Ahora –más de dos meses después–, el juez de la Audiencia Nacional los pone en libertad bajo fianza. Dice que la Policía no ha logrado demostrar que esos vídeos tengan relación con la organización de Ben Laden y los atentados del 11-S.
Todo el asunto es un puro disparate.
Lo fue desde el principio. Y no hacía falta ninguna profunda investigación para darse cuenta: lo dije en el momento mismo de las detenciones. Si los detenidos habían grabado esos vídeos para que los usara la gente de Al Qaeda en Estados Unidos, ¿por qué se los habían traído a España y los conservaban en su poder? ¿Por qué no los habían dejado en los Estados Unidos, o enviado a Afganistán, o a donde fuera? En segundo lugar: en los vídeos en cuestión no sólo aparecían los edificios «emblemáticos», sino también ellos mismos, en persona. ¿Para qué se habían filmado? ¿Para facilitar su localización, en el caso de que las grabaciones cayeran en manos de la Policía, de ser detenidos quienes planeaban los atentados?
Ahora, dos meses y pico después, aparece Garzón y se quita el muerto de encima diciendo que la Policía no ha logrado mostrar la relación entre los detenidos y el 11-S. ¿Y él? ¿Qué ha logrado él? ¿En qué indicios racionales de criminalidad se basó para encarcelar a esa gente y tenerla en la cárcel todo este tiempo?
Por otra parte: si no hay nada que vincule a los detenidos con Al Qaeda, ¿por qué les ha exigido una fianza para ponerlos en libertad? Y si lo hay, ¿cómo puede ser que los ponga en libertad, con o sin fianza?

Datos extraídos |
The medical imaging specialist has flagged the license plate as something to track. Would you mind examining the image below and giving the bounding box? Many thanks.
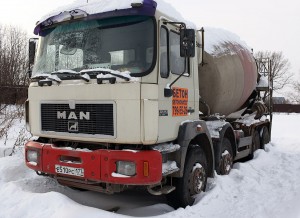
[55,165,84,177]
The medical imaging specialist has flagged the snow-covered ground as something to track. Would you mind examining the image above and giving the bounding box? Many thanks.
[0,114,300,218]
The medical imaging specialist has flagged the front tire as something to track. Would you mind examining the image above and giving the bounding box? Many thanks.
[166,147,208,209]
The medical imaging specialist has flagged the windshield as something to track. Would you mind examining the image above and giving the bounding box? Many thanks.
[33,16,155,76]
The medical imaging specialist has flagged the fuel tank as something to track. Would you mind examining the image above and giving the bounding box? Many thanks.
[199,28,257,115]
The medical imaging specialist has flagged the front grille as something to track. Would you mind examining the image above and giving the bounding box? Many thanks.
[41,103,114,136]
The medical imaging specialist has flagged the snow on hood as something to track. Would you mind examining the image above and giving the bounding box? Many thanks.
[204,27,251,56]
[34,0,196,34]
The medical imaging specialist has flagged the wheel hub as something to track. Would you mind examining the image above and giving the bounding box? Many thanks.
[221,150,233,175]
[190,164,206,195]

Tareas pendientes |
**A.** En el texto sobre la puesta en libertad de los detenidos, ¿qué afirma el juez que la Policía no ha logrado demostrar?
**B.** Explica, en un máximo de tres oraciones y según el texto sobre la puesta en libertad de los detenidos, por qué el asunto se califica de disparate desde el principio.
**C.** Prosigue el texto sobre la puesta en libertad de los detenidos a partir de su último párrafo.

Respuestas esperadas |
**A.** Que los vídeos tengan relación con la organización de Ben Laden y con los atentados del 11-S.

**B.** Si los vídeos se habían grabado para que los usara la gente de Al Qaeda en Estados Unidos, no se entiende por qué los detenidos los trajeron a España y los conservaban en lugar de dejarlos allí o enviarlos a Afganistán. Además, en las grabaciones aparecían ellos mismos en persona, lo que solo facilitaría su localización si la Policía se hacía con el material.

**C.**
La megalomanía de Garzón clama al cielo. Está loco por meter la nariz y lucir su palmito en la investigación de los atentados de las Torres Gemelas (de hecho, ya ha pedido que le dejen interrogar al presunto cerebro del 11-S, detenido en Pakistán). Lo intentó con las detenciones de Cataluña, que le salieron un churro –los detenidos acabaron en libertad sin cargos–, y lo ha vuelto a intentar con estos pobres diablos de los vídeos.
¿No hay nadie con mando en plaza que se pregunte por la seriedad de la tramitación de los sumarios que tiene este hombre en sus manos y por la fiabilidad de esos servicios policiales en los que él tanto se apoya, tomando sus informes por verdad revelada?
–––––––––
(*) La versión inicial de
este apunte –la aparecida en el día de referencia– decía «...que la Policía les
había incautado...». Un lector me reconvino por el uso del verbo “incautar”,
oficialmente inexistente, por más que frecuente en los medios de comunicación.
Lo he corregido. Quien tenga interés por los vericuetos de este verbo hará bien
en consultar la página http://www.larioja.com/romanpaladino/e37.htm.
Lo encontrará todo muy bien explicado.